● **Document section**:
»»

The defendant’s second claim is that the court improperly denied his motion for a presentence psychiatric examination pursuant to General Statutes § 17a-566 (a).2 Specifically, the defendant argues that the court abused its discretion in denying the motion because the defendant’s bizarre and delusional behavior of insisting that the unintelligible tapes he made contained evidence of C’s infidelity demonstrated psychiatric disabilities.

On December 15,1999, after the jury found the defendant guilty but prior to sentencing, the defendant filed *450a motion requesting that the court order a psychiatric examination of him pursuant to § 17a-566 (a). The court denied the defendant’s motion, concluding that while aspects of the defendant’s behavior during the crimes were bizarre, the evidence failed to establish that the defendant was operating under any type of mental disease or defect.

“A court may order a psychiatric evaluation of a defendant only if it appears to the court that such person has a psychiatric disability and is a danger to himself or others. General Statutes § 17a-566. The trial court, acting on a motion pursuant to General Statutes § 17a-566, may rely on evidence such as psychiatric reports, the defendant’s personal history and background, as well as the defendant’s testimony and demeanor at trial. See State v. Chance, 236 Conn. 31, 62, 671 A.2d 323 (1996). It is within the discretion of the trial court to grant or deny such a motion. State v. DeAngelis, 200 Conn. 224, 241, 511 A.2d 310 (1986).” State v. Maldonado, 51 Conn. App. 702, 706, 725 A.2d 962, cert. denied, 249 Conn. 904, 733 A.2d 224 (1999).

««

● **Task requirements**:
a - In the court opinion excerpt, what did the court conclude the evidence failed to establish when it denied the defendant's motion?
b - Revise the court opinion excerpt from "The defendant’s second" up to and including "demonstrated psychiatric disabilities.", replacing "unintelligible" with "inaudible".

● **Dataset entries**:
»»

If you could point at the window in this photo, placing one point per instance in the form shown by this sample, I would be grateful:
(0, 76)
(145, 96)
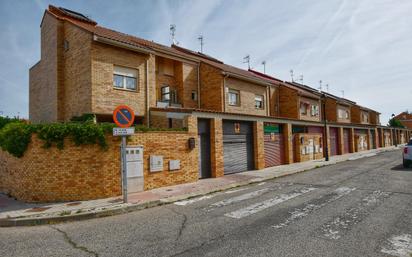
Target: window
(304, 108)
(125, 78)
(343, 114)
(168, 94)
(314, 111)
(233, 97)
(259, 102)
(194, 95)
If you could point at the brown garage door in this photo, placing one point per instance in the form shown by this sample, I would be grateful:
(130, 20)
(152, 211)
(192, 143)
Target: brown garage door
(346, 140)
(333, 135)
(274, 149)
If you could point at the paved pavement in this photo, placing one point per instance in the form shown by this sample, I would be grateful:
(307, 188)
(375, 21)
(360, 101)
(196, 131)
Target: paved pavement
(356, 208)
(14, 212)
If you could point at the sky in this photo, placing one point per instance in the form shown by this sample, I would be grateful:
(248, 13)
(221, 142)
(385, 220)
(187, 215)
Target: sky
(360, 47)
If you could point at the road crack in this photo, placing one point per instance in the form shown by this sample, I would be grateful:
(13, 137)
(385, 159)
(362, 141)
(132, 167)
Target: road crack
(182, 225)
(74, 244)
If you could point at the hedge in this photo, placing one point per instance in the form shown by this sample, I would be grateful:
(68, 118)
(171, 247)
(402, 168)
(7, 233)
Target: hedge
(15, 135)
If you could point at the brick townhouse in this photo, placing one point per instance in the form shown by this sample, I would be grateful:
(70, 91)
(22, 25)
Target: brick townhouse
(246, 120)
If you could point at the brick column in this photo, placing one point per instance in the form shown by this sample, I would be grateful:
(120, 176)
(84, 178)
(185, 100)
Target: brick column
(216, 147)
(259, 148)
(368, 139)
(328, 140)
(352, 143)
(287, 133)
(376, 138)
(340, 141)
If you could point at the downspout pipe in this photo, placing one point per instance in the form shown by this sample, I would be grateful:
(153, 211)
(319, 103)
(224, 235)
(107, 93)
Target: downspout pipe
(198, 86)
(224, 92)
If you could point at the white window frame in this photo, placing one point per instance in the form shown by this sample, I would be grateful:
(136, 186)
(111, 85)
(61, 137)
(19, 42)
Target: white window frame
(261, 100)
(125, 74)
(237, 98)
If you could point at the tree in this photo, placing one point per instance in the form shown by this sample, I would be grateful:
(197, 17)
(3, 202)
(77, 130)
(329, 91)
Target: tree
(395, 123)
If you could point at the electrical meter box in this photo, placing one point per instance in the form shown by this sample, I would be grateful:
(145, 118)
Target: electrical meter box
(134, 163)
(156, 163)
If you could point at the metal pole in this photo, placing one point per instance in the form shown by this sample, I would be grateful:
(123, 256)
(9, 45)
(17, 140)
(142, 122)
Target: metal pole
(124, 169)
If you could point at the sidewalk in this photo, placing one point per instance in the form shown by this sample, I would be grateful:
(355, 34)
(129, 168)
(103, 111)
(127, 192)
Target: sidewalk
(16, 213)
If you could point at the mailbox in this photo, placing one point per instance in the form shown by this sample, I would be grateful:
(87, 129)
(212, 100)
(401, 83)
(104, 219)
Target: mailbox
(192, 143)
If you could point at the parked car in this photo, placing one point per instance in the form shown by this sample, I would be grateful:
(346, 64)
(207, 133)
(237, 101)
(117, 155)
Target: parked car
(407, 154)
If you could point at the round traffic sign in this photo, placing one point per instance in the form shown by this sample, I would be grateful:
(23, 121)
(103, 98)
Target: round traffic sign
(123, 116)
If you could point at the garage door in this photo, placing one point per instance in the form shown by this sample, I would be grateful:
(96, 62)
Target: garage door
(204, 148)
(372, 139)
(237, 146)
(346, 140)
(333, 136)
(274, 149)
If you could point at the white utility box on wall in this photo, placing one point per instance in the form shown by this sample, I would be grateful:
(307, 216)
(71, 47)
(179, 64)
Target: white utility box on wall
(134, 162)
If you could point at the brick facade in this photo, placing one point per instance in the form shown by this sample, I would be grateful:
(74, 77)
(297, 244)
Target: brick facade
(308, 146)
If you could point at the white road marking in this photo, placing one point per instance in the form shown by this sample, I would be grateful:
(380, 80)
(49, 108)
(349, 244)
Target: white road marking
(399, 246)
(255, 208)
(336, 227)
(313, 205)
(193, 200)
(235, 190)
(240, 198)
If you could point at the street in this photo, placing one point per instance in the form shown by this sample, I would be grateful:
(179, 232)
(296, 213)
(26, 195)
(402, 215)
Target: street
(355, 208)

««

● **Your responses**:
a - That the defendant was operating under any type of mental disease or defect.

b -
The defendant’s second claim is that the court improperly denied his motion for a presentence psychiatric examination pursuant to General Statutes § 17a-566 (a).2 Specifically, the defendant argues that the court abused its discretion in denying the motion because the defendant’s bizarre and delusional behavior of insisting that the inaudible tapes he made contained evidence of C’s infidelity demonstrated psychiatric disabilities.